### The data
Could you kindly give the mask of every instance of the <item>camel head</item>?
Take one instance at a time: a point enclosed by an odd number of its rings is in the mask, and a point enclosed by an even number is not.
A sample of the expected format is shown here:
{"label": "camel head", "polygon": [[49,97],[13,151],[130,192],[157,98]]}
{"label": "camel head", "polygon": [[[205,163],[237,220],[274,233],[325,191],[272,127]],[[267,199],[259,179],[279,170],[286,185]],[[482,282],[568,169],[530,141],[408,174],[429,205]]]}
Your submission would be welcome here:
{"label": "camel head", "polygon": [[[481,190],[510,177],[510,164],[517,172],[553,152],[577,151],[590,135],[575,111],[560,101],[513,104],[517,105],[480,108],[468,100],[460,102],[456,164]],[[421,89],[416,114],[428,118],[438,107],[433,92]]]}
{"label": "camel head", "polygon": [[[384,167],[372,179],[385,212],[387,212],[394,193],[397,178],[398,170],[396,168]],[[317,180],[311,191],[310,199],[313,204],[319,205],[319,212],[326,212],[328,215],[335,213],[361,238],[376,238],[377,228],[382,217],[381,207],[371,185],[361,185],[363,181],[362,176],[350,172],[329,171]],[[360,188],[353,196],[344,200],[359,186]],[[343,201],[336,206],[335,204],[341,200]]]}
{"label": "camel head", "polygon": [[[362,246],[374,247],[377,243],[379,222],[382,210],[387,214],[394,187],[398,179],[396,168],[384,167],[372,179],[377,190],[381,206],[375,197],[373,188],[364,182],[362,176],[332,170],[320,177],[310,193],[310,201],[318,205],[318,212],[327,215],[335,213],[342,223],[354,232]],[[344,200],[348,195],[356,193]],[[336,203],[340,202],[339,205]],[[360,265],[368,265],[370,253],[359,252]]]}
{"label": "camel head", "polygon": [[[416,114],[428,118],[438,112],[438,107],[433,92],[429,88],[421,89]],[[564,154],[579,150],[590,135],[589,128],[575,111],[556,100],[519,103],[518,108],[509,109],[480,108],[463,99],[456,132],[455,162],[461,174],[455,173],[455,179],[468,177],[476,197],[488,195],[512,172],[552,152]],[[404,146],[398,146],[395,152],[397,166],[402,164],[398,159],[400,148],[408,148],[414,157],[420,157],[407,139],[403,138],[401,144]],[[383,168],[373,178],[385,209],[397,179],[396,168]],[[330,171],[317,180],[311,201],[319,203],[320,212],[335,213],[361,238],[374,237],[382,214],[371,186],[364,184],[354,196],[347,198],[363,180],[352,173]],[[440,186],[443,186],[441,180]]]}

### Task details
Copy each line of the listing that holds the word "instance".

### The completed task
Could you kindly give the mask of every instance of the <item>camel head</item>?
Take one instance at a time: a point enclosed by an odd number of its rings is in the mask, and a point enclosed by an even number is not.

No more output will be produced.